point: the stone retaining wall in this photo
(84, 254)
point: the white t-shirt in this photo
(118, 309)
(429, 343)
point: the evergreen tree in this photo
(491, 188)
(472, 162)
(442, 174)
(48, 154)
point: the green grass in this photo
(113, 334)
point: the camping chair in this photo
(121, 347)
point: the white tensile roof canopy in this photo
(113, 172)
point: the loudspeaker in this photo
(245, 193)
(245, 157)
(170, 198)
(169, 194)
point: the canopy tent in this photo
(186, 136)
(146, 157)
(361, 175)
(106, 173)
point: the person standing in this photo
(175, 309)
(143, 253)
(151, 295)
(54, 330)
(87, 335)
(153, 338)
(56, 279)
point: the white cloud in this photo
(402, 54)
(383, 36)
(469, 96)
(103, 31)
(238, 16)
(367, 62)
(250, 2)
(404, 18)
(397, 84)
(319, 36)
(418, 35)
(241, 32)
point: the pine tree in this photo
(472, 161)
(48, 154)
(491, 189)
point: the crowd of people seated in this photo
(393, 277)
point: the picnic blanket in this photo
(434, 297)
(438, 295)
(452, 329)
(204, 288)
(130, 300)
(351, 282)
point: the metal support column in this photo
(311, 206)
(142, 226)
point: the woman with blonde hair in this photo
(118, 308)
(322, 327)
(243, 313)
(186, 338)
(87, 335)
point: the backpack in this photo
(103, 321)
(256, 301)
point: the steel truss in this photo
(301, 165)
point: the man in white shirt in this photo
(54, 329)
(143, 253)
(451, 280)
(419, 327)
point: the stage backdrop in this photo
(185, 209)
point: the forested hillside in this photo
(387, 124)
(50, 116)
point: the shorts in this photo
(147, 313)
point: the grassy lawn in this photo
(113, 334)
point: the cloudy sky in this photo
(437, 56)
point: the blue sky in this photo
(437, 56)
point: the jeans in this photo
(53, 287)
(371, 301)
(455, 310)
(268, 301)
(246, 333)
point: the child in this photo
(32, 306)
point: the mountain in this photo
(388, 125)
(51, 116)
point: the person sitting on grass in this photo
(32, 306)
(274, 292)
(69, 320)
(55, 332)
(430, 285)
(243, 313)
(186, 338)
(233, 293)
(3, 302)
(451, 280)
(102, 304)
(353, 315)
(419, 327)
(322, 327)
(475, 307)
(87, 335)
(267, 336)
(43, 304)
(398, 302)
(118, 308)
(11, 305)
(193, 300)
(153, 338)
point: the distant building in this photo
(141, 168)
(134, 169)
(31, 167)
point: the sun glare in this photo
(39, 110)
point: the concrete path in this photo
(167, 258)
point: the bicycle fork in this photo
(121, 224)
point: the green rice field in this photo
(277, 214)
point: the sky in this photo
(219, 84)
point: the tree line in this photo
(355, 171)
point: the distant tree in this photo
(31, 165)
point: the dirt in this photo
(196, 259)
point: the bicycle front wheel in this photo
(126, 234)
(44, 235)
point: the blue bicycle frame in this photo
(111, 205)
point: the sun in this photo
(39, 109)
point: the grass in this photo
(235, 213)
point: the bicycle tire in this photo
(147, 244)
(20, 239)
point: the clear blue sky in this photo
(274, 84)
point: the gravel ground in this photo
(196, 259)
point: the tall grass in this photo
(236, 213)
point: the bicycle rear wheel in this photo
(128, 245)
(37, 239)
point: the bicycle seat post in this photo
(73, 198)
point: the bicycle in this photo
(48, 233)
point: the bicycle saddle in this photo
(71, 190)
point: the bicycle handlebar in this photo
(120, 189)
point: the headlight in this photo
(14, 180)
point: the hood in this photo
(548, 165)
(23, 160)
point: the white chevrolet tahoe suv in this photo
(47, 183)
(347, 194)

__Your instructions__:
Rewrite all of the lines above, swapping "camping chair" for "folding chair" and keeping everything else the same.

__Finished task__:
point: the stone retaining wall in this photo
(84, 254)
point: the white t-shirt in this photo
(118, 309)
(429, 343)
point: the evergreen tree in this photo
(491, 188)
(472, 162)
(442, 174)
(48, 154)
point: the green grass in this photo
(113, 334)
point: the folding chair in this photo
(121, 347)
point: the white tensile roof canopy in this photo
(113, 172)
point: the loudspeaker in this photo
(245, 193)
(245, 157)
(170, 198)
(169, 194)
point: the canopy tent in this photo
(186, 136)
(146, 157)
(361, 175)
(106, 173)
point: the person standing in this photo
(175, 309)
(143, 253)
(151, 295)
(54, 330)
(87, 335)
(153, 338)
(56, 279)
point: the white cloud in this photo
(402, 54)
(383, 36)
(469, 96)
(103, 31)
(238, 16)
(367, 62)
(250, 2)
(404, 18)
(397, 84)
(319, 36)
(418, 35)
(241, 32)
point: the pine tree in this photo
(472, 161)
(48, 154)
(491, 189)
point: the crowd of people seated in this photo
(393, 277)
point: the picnic blanket in this photo
(434, 297)
(438, 295)
(452, 329)
(204, 288)
(130, 300)
(351, 282)
point: the metal support column in this photo
(311, 206)
(142, 226)
point: the woman with blonde hair in this photo
(118, 308)
(322, 327)
(243, 313)
(186, 338)
(87, 335)
point: the backpack in this photo
(103, 321)
(256, 301)
point: the steel truss in this photo
(301, 165)
point: the man in white shirt in this photo
(54, 329)
(143, 253)
(451, 280)
(419, 327)
point: the stage backdrop in this photo
(185, 209)
point: the forested hillside in this photo
(387, 124)
(50, 116)
point: the shorts in this photo
(147, 313)
point: the grassy lawn in this photo
(113, 334)
point: the cloudy sky in this photo
(437, 56)
point: the blue sky in this photo
(437, 56)
point: the jeans in this photo
(53, 287)
(371, 301)
(455, 310)
(268, 301)
(246, 333)
point: the child in this photo
(32, 306)
point: the mountain in this photo
(388, 125)
(51, 116)
point: the person sitting on grass in this photo
(32, 306)
(274, 292)
(69, 320)
(55, 332)
(430, 285)
(243, 313)
(186, 338)
(233, 293)
(3, 302)
(451, 280)
(102, 304)
(353, 315)
(419, 327)
(322, 327)
(475, 307)
(87, 335)
(267, 336)
(43, 304)
(398, 302)
(118, 308)
(11, 305)
(193, 300)
(153, 338)
point: the distant building in this photo
(141, 168)
(134, 169)
(31, 167)
point: the sun glare in this photo
(39, 110)
point: the concrete path in this photo
(167, 258)
point: the bicycle fork in this photo
(121, 224)
point: the green rice field in this photo
(277, 214)
point: the sky in this photo
(219, 84)
point: the tree line in this photo
(355, 171)
point: the distant tree in this photo
(31, 165)
point: the dirt in this photo
(196, 259)
point: the bicycle front wheel in this photo
(126, 234)
(44, 235)
point: the blue bicycle frame in this photo
(111, 205)
point: the sun in this photo
(39, 109)
point: the grass in this photo
(235, 213)
point: the bicycle tire in this photo
(147, 244)
(20, 239)
point: the clear blue sky in this photo
(274, 84)
point: the gravel ground in this photo
(196, 259)
point: the tall grass in this photo
(236, 213)
point: the bicycle rear wheel in this photo
(128, 245)
(37, 239)
point: the bicycle seat post in this photo
(73, 198)
point: the bicycle in this photo
(48, 233)
point: the bicycle saddle in this photo
(71, 190)
point: the bicycle handlebar in this photo
(120, 189)
point: the headlight in this photo
(14, 180)
point: the hood in this photo
(548, 165)
(23, 160)
point: the white chevrolet tahoe suv in this photo
(47, 183)
(347, 194)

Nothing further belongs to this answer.